■ Required action: Could you copy every record below exactly as it is written?

Material for this exercise Start Marker

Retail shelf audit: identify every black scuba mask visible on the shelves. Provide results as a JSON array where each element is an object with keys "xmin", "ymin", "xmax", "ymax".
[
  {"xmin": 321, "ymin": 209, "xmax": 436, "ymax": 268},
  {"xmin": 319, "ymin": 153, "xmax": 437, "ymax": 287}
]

Material for this exercise End Marker

■ Output for this task:
Retail shelf audit: identify every black scuba mask visible on the shelves. Provide results as a JSON array where each element is an object with keys "xmin", "ymin", "xmax", "ymax".
[
  {"xmin": 321, "ymin": 209, "xmax": 436, "ymax": 268},
  {"xmin": 319, "ymin": 153, "xmax": 437, "ymax": 287}
]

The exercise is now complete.